Job: How many lines in the records below contain the string "dark"? Case counts, so match that exact capitalization, and give only the number.

Collected data
::::

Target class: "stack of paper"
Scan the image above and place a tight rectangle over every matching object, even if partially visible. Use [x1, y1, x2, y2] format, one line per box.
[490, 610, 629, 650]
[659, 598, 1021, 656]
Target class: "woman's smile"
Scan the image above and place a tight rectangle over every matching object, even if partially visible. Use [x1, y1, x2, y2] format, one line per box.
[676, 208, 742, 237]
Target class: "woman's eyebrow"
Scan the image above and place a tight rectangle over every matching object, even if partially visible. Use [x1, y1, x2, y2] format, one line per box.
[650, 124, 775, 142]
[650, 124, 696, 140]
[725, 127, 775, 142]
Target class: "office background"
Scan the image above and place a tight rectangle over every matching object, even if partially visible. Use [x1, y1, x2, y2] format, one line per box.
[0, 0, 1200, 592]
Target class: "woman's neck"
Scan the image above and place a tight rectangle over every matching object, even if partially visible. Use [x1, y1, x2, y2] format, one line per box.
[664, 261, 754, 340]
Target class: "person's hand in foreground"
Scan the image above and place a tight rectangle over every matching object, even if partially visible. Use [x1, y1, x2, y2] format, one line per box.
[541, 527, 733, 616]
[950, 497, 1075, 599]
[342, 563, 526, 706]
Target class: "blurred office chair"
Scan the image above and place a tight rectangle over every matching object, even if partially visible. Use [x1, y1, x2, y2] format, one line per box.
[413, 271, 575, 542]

::::

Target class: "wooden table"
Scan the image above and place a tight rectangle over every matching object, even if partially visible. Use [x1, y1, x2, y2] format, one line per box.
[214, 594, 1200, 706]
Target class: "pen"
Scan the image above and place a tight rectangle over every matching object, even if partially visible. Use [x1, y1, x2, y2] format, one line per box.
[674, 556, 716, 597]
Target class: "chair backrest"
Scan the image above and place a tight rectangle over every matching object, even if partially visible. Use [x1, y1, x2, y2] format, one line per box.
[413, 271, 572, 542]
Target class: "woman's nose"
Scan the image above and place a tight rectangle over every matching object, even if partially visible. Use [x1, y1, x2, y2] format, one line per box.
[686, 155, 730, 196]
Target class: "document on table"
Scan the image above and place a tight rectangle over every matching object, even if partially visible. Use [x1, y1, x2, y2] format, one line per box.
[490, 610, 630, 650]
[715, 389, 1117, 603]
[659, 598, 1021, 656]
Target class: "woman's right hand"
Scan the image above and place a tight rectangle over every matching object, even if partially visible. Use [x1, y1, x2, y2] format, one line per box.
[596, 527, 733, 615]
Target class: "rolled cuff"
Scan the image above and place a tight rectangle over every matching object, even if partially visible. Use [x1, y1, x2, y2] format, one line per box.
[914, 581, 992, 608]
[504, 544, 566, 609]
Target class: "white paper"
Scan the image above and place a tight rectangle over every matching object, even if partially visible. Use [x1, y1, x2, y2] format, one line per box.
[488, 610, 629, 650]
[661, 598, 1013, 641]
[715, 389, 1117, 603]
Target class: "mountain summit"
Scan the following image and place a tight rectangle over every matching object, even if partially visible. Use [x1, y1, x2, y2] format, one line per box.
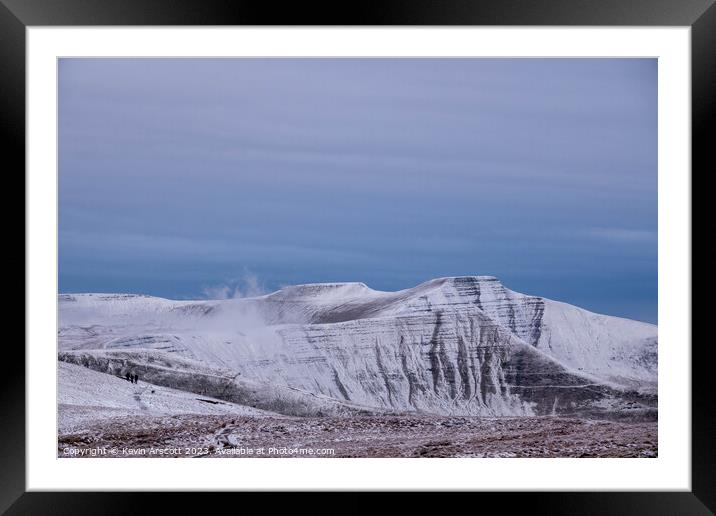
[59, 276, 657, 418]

::::

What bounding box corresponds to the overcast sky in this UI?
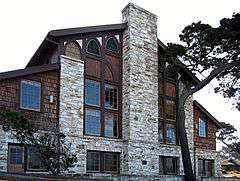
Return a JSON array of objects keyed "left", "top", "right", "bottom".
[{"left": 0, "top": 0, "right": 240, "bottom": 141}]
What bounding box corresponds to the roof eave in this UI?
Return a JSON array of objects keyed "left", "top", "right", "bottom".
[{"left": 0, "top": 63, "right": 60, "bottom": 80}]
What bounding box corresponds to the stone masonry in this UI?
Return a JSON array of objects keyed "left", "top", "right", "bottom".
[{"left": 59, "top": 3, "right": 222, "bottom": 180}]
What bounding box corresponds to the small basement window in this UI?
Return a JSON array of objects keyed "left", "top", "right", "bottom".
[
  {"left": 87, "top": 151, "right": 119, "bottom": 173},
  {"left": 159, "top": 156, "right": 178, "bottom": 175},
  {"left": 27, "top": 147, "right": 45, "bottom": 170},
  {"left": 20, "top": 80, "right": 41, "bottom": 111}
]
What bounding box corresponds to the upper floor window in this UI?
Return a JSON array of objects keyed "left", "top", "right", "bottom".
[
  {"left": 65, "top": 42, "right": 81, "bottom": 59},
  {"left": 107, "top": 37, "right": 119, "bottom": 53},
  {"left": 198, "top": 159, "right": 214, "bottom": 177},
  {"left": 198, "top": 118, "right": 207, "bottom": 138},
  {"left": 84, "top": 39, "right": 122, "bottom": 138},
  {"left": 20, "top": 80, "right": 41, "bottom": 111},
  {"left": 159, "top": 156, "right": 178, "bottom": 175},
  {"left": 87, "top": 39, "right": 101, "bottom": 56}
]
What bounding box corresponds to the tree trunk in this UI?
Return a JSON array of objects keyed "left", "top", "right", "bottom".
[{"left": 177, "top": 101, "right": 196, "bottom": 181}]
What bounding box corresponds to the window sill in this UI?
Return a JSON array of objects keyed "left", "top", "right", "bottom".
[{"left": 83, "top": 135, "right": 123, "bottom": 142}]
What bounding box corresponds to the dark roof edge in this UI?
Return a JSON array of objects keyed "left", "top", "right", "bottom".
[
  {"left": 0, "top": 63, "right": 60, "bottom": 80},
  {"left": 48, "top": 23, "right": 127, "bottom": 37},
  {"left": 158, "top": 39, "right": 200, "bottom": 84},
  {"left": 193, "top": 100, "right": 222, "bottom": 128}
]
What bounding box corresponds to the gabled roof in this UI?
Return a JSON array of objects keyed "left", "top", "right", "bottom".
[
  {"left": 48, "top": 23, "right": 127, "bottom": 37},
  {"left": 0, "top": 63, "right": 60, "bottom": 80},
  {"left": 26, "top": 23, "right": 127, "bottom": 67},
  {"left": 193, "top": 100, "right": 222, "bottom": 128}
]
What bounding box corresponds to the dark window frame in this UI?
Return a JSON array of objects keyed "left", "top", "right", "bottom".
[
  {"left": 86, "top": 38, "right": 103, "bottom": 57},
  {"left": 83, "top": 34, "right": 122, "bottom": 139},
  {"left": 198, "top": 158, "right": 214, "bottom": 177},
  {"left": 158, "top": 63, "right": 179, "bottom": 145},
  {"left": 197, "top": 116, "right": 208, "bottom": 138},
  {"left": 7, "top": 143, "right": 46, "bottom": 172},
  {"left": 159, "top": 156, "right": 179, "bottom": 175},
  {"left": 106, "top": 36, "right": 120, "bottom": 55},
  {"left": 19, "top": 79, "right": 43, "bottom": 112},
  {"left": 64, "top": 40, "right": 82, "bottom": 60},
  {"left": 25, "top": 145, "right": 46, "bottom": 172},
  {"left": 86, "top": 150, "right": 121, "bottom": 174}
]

::::

Answer to this task: 2